## Written problem 1
Count the lines in the records that contain the string "bonsai", matching case exactly. Reply with the number only.

The following sermon, preached at Gambier at the opening of the fall term in 1849, under circumstances detailed on page 228 of this work, created a violent sensation in that stronghold of Low Church theology. It reveals so clearly the preacher's conception of the Church shortly before his actual conversion and states so powerfully the grounds of his convictions, that it has been judged well to print it here in full. Its phraseology is not always that of Catholic theologians, and in regard to some points, as the power of forgiving sins, he falls definitely short of Catholic truth. But in general his teaching, though the result of his own independent study of the Christian system, seems to agree substantially with Catholic doctrine concerning the Church as the mystical body of Christ.

SERMON

On the Organic Nature of Christianity.

1st Corinthians xv. 22.

"For as in Adam all die, so in Christ shall all be made alive."

## Raw data
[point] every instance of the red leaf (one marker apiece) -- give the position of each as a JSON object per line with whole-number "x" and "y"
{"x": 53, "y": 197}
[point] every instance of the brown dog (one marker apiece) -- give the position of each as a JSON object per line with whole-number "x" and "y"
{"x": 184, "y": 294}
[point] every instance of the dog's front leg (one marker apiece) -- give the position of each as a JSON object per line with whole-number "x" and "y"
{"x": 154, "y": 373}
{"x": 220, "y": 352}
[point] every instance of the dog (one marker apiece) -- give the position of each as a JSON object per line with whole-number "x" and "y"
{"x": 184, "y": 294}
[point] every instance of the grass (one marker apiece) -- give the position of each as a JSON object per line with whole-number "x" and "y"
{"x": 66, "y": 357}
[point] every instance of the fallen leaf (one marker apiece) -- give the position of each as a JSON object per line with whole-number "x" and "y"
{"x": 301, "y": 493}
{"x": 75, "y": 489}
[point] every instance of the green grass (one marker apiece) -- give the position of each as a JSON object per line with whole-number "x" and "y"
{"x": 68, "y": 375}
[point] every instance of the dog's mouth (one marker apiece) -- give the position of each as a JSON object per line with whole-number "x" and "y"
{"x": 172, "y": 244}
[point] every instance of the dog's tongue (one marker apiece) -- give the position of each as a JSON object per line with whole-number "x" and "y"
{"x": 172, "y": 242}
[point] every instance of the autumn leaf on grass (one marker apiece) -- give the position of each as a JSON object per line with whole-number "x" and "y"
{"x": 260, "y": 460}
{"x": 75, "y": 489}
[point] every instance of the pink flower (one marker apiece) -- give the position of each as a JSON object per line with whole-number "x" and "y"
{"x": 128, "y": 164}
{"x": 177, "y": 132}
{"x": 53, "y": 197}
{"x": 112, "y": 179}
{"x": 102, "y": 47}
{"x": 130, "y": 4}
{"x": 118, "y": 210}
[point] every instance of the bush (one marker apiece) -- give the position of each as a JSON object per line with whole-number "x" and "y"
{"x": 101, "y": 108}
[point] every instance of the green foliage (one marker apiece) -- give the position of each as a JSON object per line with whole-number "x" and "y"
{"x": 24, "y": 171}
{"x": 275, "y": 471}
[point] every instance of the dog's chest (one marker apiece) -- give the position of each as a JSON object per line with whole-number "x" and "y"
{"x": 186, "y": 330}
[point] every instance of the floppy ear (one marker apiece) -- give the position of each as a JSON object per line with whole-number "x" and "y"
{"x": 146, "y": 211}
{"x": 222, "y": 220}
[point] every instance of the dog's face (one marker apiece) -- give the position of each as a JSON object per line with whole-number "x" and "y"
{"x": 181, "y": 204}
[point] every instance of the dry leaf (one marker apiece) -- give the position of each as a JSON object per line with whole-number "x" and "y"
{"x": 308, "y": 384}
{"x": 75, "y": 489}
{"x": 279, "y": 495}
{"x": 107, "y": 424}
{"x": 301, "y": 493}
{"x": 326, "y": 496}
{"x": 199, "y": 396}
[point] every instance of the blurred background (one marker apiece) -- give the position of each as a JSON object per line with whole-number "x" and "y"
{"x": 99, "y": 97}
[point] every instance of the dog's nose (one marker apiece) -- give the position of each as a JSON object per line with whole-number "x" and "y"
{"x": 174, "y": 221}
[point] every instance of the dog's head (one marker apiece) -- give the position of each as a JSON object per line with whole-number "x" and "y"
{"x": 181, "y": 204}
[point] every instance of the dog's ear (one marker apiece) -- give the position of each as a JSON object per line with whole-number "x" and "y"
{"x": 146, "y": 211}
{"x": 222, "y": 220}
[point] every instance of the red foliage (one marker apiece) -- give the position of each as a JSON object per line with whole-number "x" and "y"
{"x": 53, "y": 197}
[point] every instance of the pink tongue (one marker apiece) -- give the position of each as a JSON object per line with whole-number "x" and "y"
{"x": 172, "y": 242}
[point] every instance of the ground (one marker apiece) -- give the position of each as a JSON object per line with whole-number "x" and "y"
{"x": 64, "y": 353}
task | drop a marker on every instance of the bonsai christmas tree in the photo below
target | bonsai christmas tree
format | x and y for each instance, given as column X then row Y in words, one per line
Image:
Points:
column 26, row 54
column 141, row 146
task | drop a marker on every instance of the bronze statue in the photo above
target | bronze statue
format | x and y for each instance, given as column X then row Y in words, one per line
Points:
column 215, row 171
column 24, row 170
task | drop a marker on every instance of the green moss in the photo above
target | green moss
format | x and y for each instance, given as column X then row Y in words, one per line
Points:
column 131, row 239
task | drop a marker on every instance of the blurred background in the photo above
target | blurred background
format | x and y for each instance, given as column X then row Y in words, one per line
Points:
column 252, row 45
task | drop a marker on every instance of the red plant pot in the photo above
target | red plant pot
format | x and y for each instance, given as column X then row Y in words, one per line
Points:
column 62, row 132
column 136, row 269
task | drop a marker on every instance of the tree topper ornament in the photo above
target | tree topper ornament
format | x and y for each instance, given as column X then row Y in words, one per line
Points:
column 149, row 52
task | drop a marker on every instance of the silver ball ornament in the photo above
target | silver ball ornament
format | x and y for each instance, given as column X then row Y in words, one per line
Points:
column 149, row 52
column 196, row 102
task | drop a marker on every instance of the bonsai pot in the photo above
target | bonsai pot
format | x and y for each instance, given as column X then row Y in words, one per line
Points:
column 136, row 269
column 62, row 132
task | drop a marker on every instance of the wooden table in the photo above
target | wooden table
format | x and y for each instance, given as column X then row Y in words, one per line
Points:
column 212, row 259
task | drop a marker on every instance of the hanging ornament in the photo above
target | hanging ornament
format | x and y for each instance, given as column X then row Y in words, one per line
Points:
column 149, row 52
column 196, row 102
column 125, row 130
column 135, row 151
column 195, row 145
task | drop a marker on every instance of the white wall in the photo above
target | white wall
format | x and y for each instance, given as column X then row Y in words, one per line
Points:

## Written problem 2
Condense the passage's paragraph beginning "The following sermon, preached" into a short bulleted list that keeps its main facts.

## Task output 1
4

## Task output 2
- The sermon was preached at Gambier at the opening of the fall term in 1849; page 228 of this work details the circumstances.
- It created a violent sensation in that stronghold of Low Church theology.
- It is printed in full because it clearly reveals the preacher's conception of the Church shortly before his conversion and powerfully states the grounds of his convictions.
- Its phraseology is not always that of Catholic theologians, and on some points, such as the power of forgiving sins, it falls definitely short of Catholic truth.
- In general its teaching came from the preacher's own independent study, yet it seems to agree substantially with Catholic doctrine on the Church as the mystical body of Christ.